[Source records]
____________

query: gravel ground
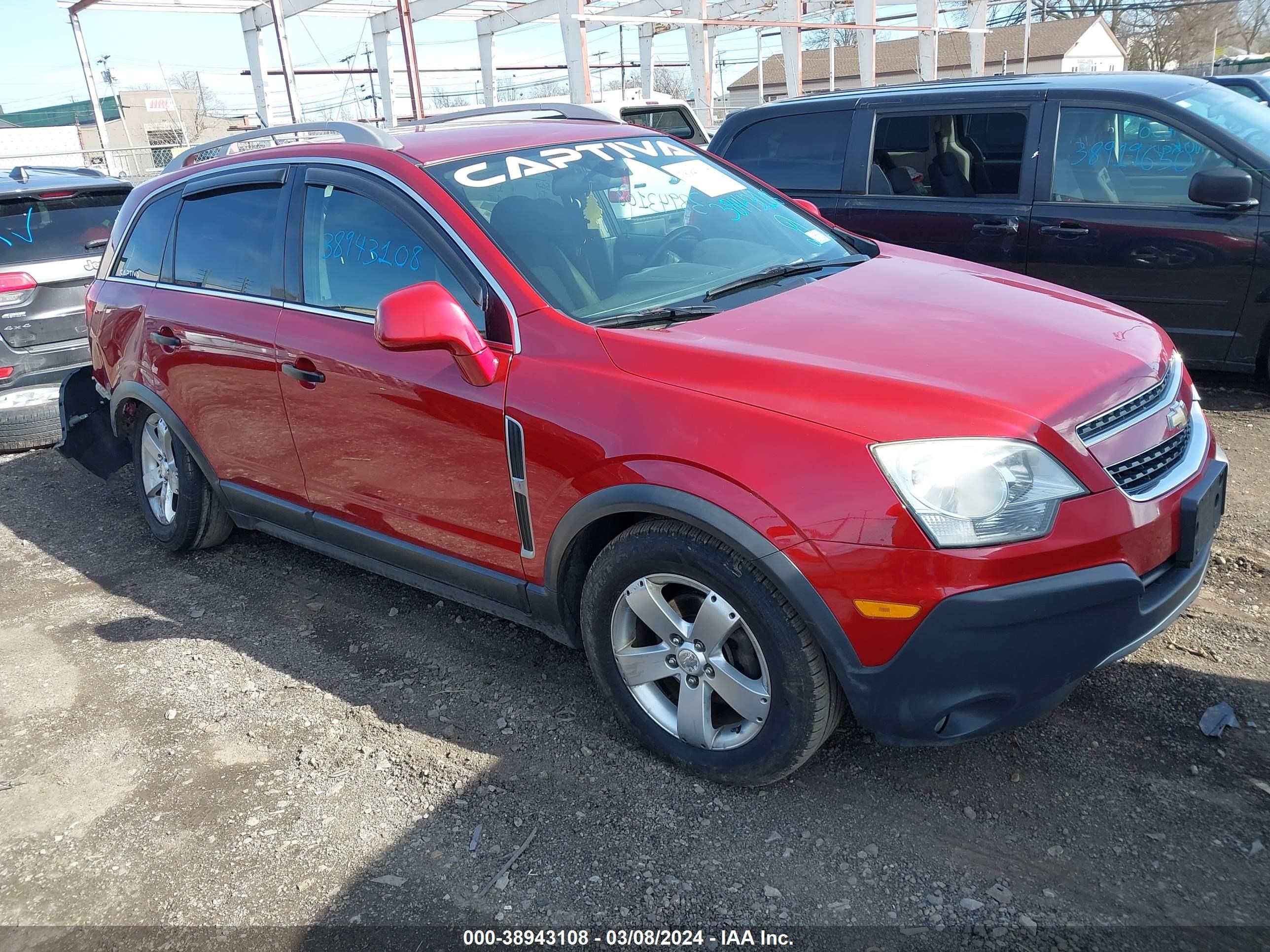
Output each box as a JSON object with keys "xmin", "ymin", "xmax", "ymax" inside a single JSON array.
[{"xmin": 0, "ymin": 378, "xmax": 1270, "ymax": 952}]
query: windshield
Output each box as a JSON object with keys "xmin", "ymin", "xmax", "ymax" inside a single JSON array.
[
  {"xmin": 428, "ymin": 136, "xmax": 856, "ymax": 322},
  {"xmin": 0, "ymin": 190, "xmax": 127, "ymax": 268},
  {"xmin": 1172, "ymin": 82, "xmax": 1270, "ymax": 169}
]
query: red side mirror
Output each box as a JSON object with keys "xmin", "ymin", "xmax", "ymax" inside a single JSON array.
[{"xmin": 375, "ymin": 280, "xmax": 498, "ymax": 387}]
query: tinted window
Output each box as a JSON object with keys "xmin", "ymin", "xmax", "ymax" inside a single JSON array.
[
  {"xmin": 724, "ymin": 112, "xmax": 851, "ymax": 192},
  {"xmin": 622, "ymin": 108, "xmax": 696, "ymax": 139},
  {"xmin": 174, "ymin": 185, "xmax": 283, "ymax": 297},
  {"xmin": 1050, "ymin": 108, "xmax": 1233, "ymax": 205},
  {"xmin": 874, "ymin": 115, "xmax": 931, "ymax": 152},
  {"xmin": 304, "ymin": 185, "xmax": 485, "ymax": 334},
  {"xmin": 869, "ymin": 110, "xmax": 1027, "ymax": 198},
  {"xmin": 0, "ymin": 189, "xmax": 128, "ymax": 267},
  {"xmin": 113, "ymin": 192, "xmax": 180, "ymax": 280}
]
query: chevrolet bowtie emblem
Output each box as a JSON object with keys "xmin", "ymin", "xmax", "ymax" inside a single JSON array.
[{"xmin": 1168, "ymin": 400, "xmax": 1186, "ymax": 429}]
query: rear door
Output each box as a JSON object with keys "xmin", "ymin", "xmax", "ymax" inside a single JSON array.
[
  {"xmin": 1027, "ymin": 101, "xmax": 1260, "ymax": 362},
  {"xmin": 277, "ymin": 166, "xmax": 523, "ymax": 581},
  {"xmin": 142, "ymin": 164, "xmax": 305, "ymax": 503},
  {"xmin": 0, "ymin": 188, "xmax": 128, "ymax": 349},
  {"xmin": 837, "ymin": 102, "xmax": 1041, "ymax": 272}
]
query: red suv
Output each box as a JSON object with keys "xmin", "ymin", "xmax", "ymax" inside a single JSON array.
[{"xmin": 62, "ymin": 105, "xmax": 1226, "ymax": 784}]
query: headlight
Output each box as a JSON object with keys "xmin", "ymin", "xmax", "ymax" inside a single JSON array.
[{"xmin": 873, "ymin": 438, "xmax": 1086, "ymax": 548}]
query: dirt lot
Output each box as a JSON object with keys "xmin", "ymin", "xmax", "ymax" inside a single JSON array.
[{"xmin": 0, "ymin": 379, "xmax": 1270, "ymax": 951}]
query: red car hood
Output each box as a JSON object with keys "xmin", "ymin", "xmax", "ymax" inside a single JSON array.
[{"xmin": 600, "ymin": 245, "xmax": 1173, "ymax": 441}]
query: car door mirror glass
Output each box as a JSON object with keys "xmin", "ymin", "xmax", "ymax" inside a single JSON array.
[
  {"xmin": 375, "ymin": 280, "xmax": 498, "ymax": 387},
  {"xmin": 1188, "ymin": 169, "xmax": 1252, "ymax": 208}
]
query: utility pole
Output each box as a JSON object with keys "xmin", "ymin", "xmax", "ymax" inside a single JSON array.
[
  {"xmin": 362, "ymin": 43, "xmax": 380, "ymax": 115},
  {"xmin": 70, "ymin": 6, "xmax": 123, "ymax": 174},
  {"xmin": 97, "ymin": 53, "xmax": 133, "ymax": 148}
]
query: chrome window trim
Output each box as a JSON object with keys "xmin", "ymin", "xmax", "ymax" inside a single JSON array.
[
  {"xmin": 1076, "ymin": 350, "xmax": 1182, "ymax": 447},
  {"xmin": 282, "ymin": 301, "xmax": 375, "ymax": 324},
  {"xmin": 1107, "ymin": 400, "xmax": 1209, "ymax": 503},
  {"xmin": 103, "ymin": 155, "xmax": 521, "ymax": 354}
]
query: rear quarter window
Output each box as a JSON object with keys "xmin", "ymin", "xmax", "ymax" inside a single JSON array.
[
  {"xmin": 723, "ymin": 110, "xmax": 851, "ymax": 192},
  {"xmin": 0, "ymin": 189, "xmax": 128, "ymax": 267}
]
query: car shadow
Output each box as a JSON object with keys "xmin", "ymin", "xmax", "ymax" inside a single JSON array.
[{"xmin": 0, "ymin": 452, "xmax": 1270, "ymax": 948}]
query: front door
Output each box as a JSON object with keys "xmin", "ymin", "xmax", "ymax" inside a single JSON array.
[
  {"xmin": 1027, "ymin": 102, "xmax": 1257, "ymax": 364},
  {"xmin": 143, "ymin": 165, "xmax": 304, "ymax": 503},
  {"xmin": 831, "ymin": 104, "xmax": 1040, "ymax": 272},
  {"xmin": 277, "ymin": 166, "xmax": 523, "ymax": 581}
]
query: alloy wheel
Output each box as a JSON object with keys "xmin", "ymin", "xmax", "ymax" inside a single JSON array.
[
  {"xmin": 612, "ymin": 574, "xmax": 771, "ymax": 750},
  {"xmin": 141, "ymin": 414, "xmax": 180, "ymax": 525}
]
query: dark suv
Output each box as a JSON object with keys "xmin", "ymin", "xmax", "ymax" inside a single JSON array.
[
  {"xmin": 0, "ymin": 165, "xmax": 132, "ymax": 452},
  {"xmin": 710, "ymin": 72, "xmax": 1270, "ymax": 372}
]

____________

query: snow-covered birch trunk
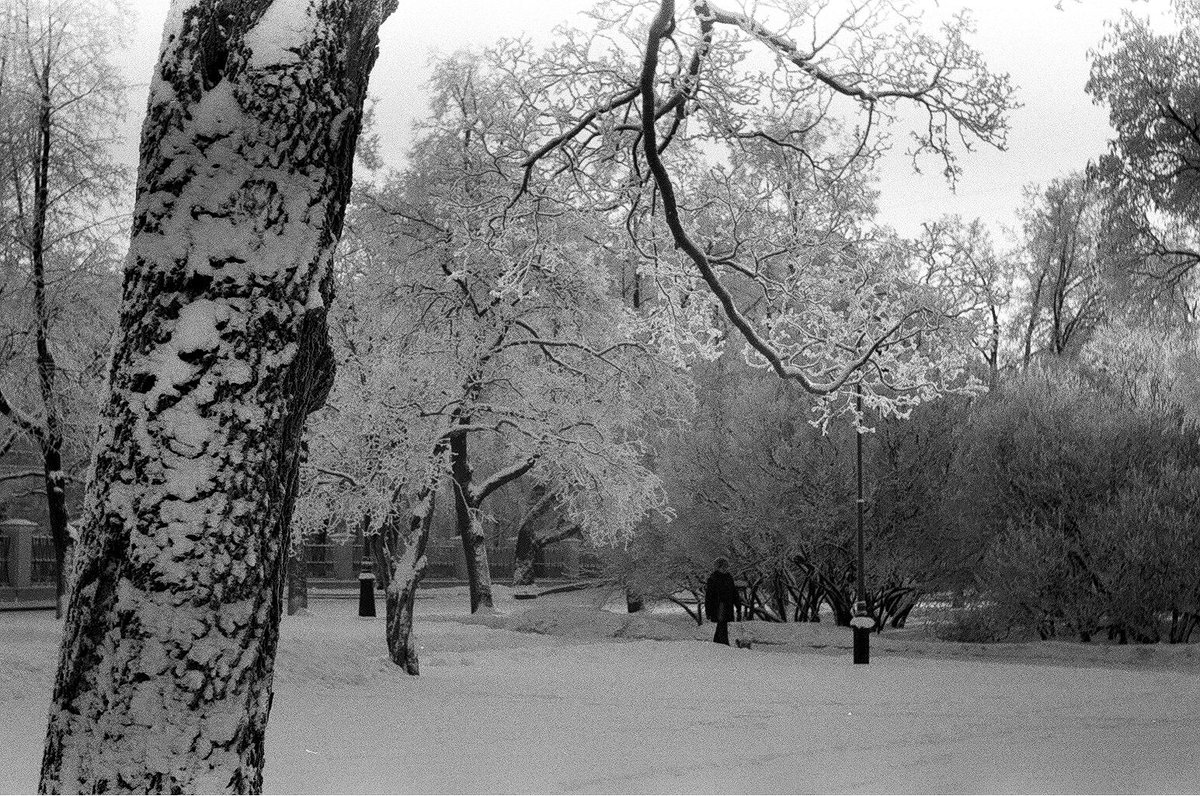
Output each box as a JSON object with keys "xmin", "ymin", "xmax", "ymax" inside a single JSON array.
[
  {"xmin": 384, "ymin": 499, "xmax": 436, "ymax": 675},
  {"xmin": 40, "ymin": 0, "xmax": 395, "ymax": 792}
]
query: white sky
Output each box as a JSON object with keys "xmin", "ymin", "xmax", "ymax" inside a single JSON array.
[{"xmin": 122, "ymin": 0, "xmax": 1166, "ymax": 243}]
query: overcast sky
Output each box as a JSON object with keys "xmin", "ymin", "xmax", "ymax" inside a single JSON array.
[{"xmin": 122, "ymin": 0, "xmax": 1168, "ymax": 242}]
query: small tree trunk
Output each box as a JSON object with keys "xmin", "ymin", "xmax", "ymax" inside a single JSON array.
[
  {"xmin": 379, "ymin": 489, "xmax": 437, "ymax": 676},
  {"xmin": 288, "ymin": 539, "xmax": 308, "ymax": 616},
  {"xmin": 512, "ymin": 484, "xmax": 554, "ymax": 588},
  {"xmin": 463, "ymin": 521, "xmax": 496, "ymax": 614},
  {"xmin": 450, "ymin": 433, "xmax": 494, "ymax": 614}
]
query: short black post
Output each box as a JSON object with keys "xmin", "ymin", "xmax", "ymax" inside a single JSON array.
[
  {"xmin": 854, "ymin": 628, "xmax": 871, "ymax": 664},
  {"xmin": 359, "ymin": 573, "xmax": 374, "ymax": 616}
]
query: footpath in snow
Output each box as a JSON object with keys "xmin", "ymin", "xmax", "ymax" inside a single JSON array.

____________

Gather every line from the entries above that contains the word "window", treating case as significant.

query: tinted window
query: chrome window trim
query: rear quarter window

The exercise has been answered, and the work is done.